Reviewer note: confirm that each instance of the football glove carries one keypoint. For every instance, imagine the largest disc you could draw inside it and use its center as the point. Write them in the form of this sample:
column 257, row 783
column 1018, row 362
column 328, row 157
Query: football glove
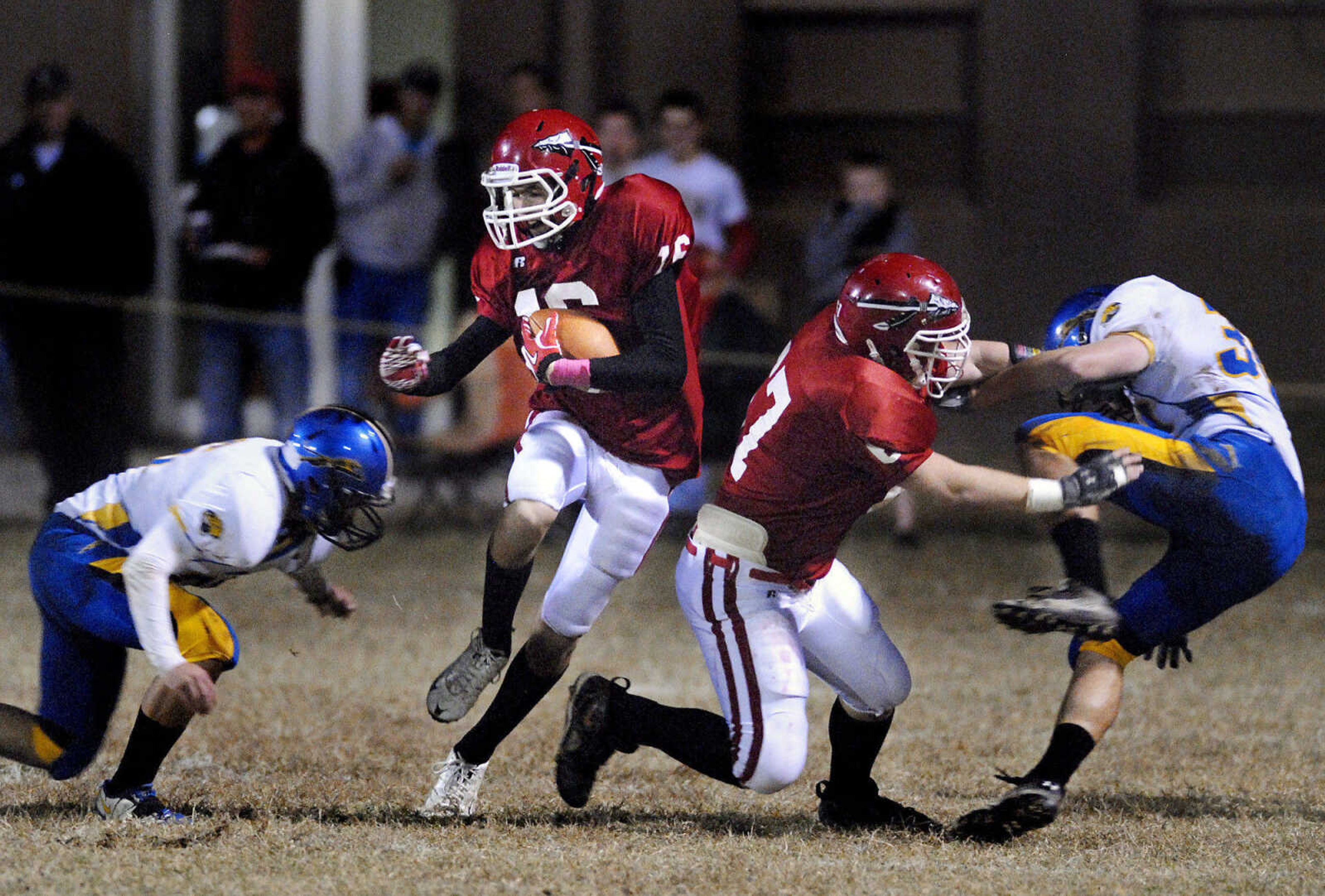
column 1096, row 480
column 1107, row 397
column 540, row 349
column 403, row 364
column 957, row 398
column 1169, row 654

● ● ● ●

Reproduce all of the data above with "football glove" switched to "sports glove" and everything else left unchanged. Omit the pictures from your answer.

Reviewer note: confirm that each instance of the sports glove carries one keypoint. For every instance, imagine the largest disc you could draw inside it and use its center as the point. Write them in the form of this sample:
column 257, row 783
column 1018, row 362
column 328, row 157
Query: sports glove
column 1096, row 480
column 1107, row 397
column 540, row 349
column 403, row 364
column 957, row 398
column 1169, row 654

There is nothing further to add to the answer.